Assigned task
This task calls for copying each line below that contains "rear".
*** Record extracts
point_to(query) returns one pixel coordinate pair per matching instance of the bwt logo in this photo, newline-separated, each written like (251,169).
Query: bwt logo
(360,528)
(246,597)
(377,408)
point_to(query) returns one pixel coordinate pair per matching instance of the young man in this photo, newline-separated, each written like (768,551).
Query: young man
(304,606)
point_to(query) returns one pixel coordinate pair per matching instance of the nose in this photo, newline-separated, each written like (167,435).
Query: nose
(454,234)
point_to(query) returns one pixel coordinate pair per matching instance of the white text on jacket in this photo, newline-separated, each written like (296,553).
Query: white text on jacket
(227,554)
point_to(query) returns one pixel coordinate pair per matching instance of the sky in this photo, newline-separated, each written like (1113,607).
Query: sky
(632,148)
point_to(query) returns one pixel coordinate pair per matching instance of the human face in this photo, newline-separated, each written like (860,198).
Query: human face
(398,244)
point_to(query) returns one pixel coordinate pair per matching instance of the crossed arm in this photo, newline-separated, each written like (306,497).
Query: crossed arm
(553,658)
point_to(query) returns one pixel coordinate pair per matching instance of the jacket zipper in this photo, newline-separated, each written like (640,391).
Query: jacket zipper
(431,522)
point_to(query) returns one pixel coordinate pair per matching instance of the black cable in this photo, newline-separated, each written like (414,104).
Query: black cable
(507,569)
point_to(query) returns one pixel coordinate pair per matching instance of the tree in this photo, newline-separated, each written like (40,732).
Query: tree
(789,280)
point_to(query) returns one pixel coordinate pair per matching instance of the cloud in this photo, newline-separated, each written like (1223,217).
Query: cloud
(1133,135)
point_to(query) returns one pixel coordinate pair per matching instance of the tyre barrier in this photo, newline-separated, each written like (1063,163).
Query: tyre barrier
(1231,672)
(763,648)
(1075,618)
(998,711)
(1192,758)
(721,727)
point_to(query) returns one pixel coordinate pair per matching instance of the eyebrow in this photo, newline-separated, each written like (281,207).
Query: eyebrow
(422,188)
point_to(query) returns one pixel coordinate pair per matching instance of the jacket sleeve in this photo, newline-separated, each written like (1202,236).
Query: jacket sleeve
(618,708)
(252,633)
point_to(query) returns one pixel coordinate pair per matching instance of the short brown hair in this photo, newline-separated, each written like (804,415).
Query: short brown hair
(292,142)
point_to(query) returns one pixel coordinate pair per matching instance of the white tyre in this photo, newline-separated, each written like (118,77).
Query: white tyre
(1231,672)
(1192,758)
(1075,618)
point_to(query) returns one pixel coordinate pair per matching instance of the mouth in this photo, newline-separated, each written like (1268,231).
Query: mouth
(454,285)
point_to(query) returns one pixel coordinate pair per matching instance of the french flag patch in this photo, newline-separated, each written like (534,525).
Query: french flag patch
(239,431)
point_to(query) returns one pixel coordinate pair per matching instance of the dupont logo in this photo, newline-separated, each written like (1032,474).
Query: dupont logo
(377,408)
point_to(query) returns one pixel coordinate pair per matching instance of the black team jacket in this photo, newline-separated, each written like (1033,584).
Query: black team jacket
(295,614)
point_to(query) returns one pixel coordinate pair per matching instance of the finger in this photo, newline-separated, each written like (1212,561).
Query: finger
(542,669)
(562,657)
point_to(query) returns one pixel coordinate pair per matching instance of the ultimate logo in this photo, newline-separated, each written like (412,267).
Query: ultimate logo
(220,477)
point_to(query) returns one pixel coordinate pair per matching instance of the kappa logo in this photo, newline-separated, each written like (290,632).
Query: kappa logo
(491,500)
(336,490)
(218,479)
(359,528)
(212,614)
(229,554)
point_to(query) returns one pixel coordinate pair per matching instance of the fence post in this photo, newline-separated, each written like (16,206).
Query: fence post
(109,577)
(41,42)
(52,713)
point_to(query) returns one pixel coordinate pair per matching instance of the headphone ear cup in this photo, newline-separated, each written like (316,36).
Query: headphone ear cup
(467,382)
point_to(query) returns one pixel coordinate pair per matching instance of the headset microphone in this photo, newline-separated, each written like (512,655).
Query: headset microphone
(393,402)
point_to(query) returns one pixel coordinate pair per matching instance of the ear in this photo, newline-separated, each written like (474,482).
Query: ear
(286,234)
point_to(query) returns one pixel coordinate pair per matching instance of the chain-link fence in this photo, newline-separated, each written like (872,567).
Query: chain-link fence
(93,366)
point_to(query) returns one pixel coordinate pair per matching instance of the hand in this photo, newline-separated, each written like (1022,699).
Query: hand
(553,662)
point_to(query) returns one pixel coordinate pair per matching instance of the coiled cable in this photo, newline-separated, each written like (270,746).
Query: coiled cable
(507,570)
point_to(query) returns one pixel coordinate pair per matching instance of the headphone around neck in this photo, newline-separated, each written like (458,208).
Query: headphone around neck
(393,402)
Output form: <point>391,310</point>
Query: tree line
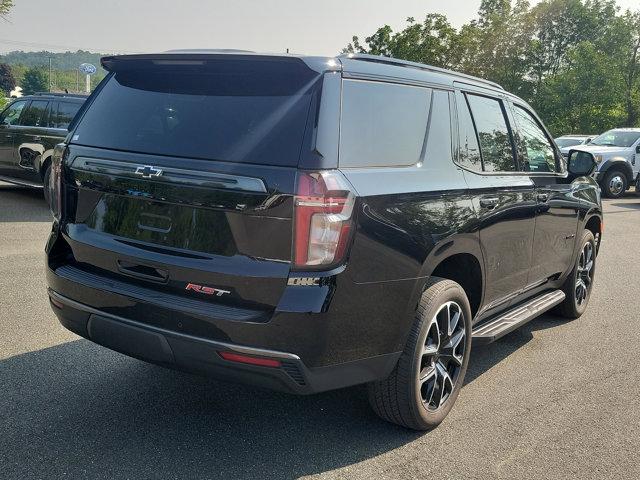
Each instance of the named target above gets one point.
<point>577,62</point>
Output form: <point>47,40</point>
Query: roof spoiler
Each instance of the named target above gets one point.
<point>114,63</point>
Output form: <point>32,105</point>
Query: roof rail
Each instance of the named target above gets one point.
<point>406,63</point>
<point>58,94</point>
<point>208,50</point>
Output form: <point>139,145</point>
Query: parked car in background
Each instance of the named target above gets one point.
<point>307,223</point>
<point>30,127</point>
<point>567,141</point>
<point>617,153</point>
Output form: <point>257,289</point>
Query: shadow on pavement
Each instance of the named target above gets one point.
<point>22,204</point>
<point>633,206</point>
<point>81,411</point>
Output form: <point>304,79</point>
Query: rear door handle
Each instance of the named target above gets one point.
<point>489,202</point>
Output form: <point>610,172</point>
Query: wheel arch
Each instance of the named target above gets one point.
<point>458,259</point>
<point>594,223</point>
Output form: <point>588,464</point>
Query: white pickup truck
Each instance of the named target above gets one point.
<point>617,153</point>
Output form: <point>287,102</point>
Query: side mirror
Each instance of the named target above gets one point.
<point>581,164</point>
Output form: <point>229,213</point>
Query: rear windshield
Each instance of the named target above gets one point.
<point>252,111</point>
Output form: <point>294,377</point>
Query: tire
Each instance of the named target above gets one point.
<point>46,176</point>
<point>614,184</point>
<point>438,349</point>
<point>578,294</point>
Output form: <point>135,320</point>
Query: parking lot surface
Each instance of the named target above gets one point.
<point>555,399</point>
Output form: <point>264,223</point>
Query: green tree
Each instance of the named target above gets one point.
<point>7,80</point>
<point>576,61</point>
<point>5,7</point>
<point>34,80</point>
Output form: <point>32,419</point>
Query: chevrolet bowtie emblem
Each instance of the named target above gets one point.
<point>148,171</point>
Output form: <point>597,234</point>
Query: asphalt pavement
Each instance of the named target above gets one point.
<point>555,399</point>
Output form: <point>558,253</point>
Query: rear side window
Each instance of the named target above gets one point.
<point>382,124</point>
<point>537,153</point>
<point>35,114</point>
<point>237,110</point>
<point>61,118</point>
<point>490,121</point>
<point>12,114</point>
<point>469,150</point>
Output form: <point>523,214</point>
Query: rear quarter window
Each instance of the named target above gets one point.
<point>382,124</point>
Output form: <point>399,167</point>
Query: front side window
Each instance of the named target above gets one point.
<point>538,154</point>
<point>568,142</point>
<point>383,124</point>
<point>494,135</point>
<point>34,116</point>
<point>12,114</point>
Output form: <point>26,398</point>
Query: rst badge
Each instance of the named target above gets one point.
<point>206,290</point>
<point>303,281</point>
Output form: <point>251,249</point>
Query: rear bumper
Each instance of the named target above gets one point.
<point>200,355</point>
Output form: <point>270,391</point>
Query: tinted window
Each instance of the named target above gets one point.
<point>382,124</point>
<point>439,138</point>
<point>495,139</point>
<point>11,115</point>
<point>537,153</point>
<point>469,149</point>
<point>35,114</point>
<point>240,110</point>
<point>65,113</point>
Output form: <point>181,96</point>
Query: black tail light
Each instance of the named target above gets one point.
<point>55,181</point>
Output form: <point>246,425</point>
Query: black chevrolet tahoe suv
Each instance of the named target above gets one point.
<point>30,128</point>
<point>307,224</point>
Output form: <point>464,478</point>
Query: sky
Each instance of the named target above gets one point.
<point>321,27</point>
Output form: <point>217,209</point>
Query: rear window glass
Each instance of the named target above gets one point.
<point>382,124</point>
<point>252,111</point>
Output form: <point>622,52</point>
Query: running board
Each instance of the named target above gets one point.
<point>508,322</point>
<point>21,182</point>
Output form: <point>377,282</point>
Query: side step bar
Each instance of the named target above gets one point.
<point>509,321</point>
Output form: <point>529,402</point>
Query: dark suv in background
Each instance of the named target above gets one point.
<point>307,223</point>
<point>30,127</point>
******
Result of the exercise
Query: rear door handle
Query: rear windshield
Query: rear side window
Query: rear quarter window
Query: rear bumper
Query: rear window glass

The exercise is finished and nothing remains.